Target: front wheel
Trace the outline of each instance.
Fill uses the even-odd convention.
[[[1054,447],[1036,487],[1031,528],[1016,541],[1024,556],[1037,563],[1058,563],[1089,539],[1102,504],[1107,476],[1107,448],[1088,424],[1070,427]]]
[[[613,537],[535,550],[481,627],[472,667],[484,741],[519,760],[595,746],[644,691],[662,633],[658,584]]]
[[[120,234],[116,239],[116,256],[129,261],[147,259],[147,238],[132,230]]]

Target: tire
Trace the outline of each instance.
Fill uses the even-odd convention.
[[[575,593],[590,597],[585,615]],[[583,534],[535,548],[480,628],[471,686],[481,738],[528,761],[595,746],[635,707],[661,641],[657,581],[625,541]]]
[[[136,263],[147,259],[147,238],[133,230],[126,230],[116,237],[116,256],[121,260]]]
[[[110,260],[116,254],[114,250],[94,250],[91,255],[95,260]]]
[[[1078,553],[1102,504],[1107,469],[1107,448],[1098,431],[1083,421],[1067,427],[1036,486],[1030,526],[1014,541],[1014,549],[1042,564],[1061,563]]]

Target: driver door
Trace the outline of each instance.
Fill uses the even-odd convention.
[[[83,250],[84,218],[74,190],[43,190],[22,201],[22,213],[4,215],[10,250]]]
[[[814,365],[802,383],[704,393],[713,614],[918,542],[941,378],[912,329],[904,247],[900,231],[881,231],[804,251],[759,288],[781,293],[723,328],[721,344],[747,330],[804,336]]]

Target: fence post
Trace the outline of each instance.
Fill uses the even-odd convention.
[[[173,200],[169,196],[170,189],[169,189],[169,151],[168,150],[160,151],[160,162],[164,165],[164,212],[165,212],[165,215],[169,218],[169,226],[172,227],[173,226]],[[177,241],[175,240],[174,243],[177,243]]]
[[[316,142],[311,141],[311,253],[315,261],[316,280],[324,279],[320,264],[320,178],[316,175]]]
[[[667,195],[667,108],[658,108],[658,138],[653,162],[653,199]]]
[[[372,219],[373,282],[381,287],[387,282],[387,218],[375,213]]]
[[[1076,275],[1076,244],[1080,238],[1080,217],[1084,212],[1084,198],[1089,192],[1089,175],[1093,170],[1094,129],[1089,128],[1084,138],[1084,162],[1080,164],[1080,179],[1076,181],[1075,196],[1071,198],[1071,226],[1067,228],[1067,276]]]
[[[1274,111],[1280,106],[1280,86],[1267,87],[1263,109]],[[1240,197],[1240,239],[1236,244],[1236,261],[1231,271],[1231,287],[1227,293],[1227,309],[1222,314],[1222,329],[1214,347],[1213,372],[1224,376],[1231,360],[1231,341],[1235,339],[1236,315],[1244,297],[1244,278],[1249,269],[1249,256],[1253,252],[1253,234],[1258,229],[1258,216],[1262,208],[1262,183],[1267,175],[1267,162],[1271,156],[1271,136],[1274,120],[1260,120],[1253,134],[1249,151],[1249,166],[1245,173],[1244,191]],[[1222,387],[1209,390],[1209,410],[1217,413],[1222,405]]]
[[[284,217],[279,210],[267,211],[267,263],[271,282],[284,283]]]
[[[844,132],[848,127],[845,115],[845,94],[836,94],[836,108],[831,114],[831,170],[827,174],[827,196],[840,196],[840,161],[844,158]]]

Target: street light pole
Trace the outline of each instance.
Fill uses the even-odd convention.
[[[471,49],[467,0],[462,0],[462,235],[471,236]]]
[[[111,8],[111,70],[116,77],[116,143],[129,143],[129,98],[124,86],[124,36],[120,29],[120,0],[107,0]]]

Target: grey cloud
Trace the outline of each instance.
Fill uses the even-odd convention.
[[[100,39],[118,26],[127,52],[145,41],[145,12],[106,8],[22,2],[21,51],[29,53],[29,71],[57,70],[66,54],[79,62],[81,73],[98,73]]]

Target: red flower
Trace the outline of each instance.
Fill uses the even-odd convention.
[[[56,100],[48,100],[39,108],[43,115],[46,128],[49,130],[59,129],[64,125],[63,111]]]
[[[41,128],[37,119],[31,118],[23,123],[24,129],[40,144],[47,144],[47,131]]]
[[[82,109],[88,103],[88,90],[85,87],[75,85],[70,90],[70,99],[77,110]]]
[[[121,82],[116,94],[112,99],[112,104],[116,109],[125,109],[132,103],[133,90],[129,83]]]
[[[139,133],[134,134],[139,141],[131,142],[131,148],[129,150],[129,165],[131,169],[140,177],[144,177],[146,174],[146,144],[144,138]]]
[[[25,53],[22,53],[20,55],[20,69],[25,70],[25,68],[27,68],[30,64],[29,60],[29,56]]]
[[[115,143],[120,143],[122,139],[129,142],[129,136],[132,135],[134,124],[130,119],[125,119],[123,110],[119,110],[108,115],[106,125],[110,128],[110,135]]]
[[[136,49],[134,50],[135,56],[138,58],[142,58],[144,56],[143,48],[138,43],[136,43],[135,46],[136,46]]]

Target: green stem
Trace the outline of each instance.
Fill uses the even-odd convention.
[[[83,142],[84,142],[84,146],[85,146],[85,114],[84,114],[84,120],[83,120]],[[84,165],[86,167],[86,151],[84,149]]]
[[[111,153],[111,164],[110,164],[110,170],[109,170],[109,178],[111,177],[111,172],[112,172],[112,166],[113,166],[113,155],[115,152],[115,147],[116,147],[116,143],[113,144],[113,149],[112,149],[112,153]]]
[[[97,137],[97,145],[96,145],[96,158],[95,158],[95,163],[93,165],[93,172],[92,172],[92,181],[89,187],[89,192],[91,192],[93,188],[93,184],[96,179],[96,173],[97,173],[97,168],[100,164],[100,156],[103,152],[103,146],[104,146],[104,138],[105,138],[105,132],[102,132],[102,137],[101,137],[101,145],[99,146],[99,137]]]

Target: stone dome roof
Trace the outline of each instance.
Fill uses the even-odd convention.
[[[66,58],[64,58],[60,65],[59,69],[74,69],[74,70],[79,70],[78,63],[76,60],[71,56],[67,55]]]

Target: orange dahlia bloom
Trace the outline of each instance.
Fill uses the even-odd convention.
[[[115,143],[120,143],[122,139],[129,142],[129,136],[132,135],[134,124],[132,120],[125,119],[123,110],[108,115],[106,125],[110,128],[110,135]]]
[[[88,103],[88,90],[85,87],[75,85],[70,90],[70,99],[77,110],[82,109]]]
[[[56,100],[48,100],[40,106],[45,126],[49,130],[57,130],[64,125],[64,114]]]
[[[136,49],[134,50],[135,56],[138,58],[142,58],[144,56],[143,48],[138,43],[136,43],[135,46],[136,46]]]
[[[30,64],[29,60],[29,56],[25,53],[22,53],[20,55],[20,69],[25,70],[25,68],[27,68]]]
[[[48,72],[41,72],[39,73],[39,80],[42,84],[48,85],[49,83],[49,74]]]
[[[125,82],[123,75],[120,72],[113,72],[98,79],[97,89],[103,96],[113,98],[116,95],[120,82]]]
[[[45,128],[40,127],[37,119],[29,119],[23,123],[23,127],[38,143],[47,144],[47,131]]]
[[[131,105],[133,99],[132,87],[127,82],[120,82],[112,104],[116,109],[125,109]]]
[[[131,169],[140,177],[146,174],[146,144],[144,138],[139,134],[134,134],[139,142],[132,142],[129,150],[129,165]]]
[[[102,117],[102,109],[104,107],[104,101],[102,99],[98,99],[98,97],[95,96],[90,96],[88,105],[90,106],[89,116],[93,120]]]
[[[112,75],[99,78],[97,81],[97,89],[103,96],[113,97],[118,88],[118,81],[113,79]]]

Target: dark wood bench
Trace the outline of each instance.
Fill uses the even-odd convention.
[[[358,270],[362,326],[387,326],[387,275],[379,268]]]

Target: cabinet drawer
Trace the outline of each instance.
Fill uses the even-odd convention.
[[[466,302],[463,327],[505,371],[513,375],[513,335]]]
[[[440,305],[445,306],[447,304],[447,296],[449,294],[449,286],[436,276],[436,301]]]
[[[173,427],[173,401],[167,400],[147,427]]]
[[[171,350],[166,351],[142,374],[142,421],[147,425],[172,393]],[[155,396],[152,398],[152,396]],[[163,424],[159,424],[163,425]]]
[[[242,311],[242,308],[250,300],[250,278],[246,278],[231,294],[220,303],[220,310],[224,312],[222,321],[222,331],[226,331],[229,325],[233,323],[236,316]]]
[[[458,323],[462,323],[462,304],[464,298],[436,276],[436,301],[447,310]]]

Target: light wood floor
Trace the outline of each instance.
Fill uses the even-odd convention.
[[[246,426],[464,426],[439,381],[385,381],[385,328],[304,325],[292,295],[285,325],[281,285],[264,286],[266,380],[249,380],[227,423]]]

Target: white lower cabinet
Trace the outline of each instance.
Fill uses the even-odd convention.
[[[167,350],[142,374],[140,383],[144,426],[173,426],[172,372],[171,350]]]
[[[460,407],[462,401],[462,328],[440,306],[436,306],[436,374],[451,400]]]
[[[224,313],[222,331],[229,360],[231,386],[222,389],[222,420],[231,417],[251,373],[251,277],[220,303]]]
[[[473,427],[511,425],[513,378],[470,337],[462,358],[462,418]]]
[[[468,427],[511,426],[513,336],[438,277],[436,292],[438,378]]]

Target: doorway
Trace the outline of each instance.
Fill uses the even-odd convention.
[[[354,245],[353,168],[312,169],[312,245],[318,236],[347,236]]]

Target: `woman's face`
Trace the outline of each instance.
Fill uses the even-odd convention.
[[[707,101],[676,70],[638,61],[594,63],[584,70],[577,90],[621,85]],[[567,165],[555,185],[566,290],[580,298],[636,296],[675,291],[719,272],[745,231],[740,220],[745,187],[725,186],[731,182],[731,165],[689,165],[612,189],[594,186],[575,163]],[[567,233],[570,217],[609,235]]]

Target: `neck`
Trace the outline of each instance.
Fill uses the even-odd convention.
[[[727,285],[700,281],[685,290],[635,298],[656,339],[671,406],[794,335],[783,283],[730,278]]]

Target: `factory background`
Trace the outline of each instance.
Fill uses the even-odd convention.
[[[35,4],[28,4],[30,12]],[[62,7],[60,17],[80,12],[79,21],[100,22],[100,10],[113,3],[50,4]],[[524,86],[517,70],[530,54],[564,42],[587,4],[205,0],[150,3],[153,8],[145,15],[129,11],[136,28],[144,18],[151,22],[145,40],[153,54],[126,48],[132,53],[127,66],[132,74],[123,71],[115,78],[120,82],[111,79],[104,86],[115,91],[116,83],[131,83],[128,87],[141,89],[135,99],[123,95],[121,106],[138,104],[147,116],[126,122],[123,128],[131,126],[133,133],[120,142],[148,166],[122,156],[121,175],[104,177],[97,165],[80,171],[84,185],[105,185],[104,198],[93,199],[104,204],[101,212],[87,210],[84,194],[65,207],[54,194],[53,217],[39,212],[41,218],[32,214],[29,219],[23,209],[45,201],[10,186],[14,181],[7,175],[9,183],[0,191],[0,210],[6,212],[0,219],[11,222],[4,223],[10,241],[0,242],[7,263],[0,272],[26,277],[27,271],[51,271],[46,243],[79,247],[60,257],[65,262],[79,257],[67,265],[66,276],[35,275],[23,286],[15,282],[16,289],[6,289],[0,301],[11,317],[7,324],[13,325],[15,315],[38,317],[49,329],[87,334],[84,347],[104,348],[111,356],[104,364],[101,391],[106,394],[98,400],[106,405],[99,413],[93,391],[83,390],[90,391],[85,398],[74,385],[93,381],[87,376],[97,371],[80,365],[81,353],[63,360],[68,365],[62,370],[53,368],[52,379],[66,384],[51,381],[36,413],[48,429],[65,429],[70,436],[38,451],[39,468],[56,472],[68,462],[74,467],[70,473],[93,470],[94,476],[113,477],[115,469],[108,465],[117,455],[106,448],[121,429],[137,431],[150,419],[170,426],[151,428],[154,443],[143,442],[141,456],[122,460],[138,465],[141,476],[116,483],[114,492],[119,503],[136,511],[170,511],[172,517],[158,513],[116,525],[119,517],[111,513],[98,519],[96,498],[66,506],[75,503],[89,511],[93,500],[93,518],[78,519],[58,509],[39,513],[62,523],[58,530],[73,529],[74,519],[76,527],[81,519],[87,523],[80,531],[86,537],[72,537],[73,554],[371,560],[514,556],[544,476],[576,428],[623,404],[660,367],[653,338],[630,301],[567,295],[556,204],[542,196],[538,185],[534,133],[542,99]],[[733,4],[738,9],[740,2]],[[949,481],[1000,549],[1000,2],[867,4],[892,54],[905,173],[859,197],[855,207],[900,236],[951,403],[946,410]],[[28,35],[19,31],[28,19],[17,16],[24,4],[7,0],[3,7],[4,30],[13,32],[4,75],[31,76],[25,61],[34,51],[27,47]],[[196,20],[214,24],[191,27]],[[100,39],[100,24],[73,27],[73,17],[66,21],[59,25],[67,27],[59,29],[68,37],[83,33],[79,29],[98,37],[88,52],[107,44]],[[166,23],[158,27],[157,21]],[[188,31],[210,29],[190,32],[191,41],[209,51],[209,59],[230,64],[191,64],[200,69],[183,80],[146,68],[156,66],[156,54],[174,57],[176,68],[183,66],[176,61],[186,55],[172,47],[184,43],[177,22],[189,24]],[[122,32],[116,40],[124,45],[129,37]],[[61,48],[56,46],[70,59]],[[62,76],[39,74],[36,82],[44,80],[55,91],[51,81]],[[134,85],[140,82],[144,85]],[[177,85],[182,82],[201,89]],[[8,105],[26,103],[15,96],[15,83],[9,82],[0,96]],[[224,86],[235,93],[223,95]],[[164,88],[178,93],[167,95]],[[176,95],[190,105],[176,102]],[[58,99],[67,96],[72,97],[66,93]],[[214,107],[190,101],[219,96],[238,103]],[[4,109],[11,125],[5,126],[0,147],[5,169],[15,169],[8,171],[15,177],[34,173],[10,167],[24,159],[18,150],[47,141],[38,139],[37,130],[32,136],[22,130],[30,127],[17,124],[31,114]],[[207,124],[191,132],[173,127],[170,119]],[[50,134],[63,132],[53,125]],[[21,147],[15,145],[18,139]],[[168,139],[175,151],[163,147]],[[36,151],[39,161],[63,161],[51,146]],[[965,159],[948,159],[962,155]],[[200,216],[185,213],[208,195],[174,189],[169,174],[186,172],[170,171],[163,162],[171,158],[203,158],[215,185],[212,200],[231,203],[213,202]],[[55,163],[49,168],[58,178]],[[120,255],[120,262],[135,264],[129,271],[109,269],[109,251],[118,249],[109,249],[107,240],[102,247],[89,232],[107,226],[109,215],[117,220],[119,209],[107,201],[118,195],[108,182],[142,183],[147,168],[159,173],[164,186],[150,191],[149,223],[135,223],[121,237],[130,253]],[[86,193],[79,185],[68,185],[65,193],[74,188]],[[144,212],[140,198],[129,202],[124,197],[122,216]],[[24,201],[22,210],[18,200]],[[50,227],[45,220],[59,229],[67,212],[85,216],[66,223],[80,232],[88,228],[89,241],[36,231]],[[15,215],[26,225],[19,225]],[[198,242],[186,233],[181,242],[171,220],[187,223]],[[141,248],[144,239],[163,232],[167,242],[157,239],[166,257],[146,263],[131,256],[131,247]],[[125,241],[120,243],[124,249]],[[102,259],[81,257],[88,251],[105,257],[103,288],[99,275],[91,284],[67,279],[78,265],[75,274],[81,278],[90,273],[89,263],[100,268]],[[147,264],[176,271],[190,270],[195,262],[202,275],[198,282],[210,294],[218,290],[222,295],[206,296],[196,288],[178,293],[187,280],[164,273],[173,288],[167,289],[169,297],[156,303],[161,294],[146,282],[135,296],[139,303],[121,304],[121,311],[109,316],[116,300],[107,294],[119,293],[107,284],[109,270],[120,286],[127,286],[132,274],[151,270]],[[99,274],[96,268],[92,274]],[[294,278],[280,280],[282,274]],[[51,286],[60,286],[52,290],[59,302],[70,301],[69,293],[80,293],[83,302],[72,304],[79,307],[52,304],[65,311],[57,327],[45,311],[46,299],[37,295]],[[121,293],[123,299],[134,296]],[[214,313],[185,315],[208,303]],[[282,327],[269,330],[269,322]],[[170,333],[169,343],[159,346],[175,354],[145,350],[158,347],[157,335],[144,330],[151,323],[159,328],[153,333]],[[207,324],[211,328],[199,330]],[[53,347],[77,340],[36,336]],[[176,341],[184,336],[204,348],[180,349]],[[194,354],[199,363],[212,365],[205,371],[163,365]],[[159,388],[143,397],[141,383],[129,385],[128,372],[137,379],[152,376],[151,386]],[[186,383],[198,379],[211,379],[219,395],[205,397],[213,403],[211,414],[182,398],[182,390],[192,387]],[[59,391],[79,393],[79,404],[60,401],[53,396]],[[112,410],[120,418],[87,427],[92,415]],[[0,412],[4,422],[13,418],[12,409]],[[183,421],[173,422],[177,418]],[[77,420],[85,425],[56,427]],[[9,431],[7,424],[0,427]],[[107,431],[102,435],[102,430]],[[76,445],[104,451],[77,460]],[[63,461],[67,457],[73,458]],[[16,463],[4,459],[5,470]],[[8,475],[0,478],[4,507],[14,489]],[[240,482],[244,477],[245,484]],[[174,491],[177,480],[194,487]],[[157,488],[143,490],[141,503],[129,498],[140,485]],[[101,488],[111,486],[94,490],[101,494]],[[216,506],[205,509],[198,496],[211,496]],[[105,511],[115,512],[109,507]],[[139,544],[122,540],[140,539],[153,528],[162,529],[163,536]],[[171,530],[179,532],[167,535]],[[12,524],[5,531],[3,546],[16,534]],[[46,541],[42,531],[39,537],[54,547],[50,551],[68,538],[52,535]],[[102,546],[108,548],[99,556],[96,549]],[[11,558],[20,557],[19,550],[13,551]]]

TRY IT: Gather every line from the entries above where the word "light" appears, and copy them.

SOLUTION TO THE EXERCISE:
Target: street light pole
Target: light wood floor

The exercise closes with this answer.